_PROBLEM TO SOLVE_.
Look through the listing below, find every line with the string "chair", and copy it.

_DATA IN THIS EXERCISE_.
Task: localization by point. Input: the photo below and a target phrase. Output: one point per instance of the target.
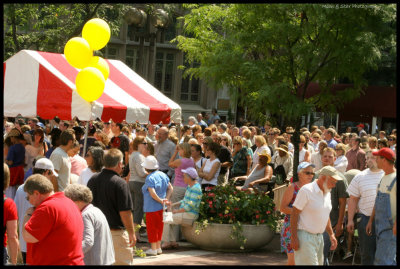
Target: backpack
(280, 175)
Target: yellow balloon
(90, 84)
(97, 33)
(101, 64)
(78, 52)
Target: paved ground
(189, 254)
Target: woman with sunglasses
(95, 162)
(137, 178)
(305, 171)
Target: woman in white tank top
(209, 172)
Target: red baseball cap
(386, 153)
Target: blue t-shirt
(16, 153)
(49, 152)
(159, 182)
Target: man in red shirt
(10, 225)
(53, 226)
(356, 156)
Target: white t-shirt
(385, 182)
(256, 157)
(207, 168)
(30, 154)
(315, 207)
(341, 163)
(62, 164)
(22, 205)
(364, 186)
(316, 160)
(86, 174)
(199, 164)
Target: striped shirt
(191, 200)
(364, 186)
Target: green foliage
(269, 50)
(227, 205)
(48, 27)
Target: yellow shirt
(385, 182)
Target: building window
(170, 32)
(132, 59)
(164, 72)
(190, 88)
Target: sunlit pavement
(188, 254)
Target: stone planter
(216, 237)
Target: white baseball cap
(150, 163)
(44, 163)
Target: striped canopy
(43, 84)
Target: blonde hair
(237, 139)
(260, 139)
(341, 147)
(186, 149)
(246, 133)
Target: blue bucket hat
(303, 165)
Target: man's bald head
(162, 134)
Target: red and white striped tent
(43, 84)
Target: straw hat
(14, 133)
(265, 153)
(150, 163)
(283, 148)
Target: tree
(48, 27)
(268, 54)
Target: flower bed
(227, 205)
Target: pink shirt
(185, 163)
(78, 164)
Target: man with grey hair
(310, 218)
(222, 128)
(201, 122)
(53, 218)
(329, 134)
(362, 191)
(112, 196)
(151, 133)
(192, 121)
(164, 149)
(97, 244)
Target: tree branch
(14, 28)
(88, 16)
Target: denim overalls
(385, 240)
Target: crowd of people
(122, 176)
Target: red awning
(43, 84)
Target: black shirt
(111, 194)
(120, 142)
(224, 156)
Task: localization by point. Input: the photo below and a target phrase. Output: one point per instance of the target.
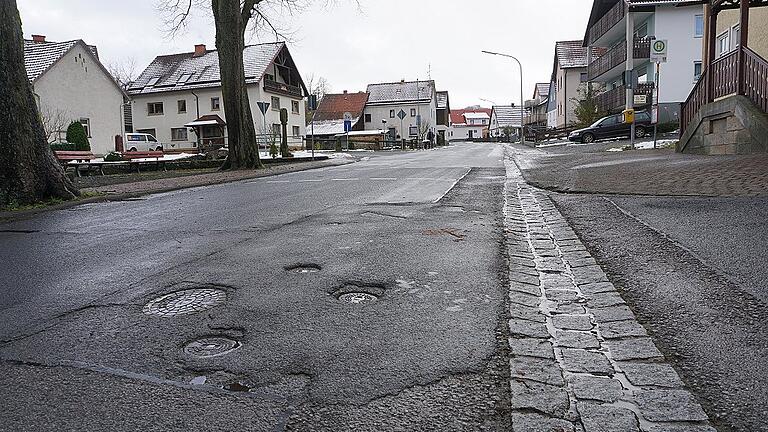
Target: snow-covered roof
---
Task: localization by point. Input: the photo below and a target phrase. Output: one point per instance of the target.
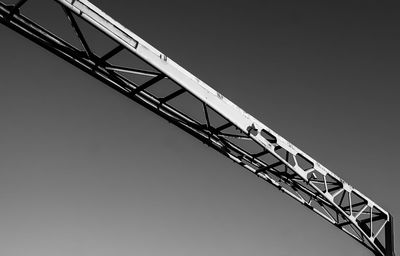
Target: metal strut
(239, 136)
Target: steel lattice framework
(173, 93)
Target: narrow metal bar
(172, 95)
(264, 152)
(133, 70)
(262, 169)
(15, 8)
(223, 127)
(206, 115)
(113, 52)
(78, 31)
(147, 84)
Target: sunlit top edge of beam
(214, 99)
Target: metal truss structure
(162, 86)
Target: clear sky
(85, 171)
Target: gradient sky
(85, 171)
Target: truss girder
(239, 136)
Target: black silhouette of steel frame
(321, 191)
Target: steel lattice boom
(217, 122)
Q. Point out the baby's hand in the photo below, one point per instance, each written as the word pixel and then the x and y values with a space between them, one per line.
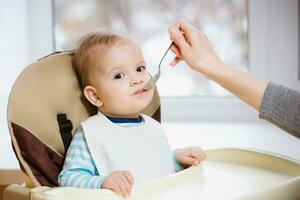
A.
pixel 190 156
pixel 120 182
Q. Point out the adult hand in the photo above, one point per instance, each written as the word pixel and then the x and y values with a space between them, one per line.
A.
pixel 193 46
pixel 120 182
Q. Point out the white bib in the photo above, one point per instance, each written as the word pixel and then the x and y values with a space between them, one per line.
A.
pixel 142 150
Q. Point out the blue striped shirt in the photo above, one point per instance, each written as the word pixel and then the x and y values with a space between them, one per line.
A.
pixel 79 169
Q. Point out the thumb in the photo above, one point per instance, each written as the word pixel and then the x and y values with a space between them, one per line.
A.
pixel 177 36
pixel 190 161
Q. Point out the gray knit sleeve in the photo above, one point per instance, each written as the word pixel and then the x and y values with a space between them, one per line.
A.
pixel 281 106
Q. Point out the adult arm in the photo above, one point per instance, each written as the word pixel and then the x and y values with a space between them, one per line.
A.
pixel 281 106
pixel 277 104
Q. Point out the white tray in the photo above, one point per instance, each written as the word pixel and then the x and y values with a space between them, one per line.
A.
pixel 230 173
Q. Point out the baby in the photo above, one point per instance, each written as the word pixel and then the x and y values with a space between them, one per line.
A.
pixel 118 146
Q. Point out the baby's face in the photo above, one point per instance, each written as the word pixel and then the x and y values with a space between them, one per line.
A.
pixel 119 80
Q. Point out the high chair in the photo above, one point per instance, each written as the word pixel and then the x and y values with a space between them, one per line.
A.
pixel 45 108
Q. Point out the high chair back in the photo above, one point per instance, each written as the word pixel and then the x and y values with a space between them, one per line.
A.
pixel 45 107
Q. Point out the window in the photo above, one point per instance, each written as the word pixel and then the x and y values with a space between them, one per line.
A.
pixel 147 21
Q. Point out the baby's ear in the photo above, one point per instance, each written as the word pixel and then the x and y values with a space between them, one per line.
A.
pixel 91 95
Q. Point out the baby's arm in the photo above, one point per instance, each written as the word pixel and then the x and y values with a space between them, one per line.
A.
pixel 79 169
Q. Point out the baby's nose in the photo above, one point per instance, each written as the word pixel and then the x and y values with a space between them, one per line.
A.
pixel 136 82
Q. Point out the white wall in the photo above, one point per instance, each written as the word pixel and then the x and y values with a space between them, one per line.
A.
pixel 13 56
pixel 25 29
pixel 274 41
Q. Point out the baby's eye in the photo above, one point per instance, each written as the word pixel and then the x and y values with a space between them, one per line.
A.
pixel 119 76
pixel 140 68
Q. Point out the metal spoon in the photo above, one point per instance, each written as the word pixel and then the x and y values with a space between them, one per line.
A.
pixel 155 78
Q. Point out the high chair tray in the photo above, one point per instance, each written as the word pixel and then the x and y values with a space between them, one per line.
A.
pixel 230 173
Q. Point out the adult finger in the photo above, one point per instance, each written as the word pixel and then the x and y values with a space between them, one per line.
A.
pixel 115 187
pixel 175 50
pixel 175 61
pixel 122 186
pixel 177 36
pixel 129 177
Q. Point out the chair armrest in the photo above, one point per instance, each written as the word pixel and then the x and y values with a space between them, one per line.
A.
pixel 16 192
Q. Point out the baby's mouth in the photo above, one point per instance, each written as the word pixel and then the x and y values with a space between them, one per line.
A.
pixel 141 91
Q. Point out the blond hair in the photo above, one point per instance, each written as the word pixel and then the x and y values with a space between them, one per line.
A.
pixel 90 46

_EXPECTED OUTPUT_.
Q. Point out the high chair in the photo above, one point per instance, each written as the word pixel and then the x and y values with a space between them, one per line.
Q. Point out the high chair back in the photo above, one point per instance, each written as the word pixel and then the x and y values with a space between them, one per line.
Q. Point out the high chair tray in the photo above, one point per instance, each written as the word pixel and then the x and y values with a space between them, one per line.
Q. Point out the chair armrest in the photo above, one point per instance, each written as the word pixel and then the x and y values with a space between them, one per line.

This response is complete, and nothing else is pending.